_WHAT YOU SHOULD DO_
In the material below, the lines to reproduce exactly are the one containing "an outline is" and all lines after it through the last.

PROVIDED MATERIAL section start

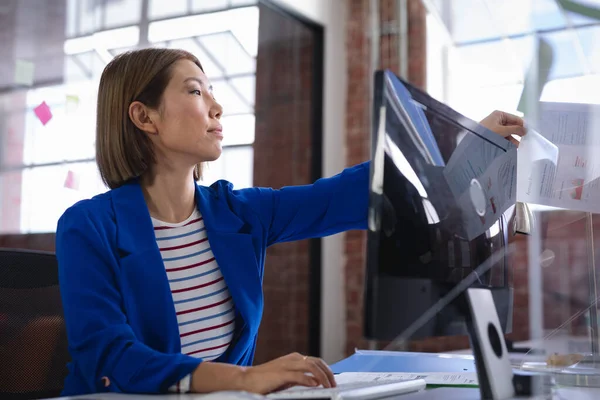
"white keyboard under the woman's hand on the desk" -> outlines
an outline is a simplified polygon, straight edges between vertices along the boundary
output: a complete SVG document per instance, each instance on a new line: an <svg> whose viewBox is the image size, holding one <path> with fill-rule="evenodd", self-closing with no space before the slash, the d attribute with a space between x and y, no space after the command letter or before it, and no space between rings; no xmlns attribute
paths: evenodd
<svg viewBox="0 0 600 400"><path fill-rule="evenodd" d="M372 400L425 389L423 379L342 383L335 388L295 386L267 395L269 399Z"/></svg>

PROVIDED MATERIAL section end

_YOUR SOLUTION_
an outline is a simplified polygon, straight edges between vertices along the boundary
output: a complete SVG document per instance, each instance on a new line: an <svg> whose viewBox is the image size, holding one <path> with fill-rule="evenodd", self-closing with no space before the slash, the d attribute with a space between x and y, no space after the command letter or before it, and no space between rings; no xmlns attribute
paths: evenodd
<svg viewBox="0 0 600 400"><path fill-rule="evenodd" d="M372 400L425 389L423 379L342 383L335 388L295 386L267 395L269 399Z"/></svg>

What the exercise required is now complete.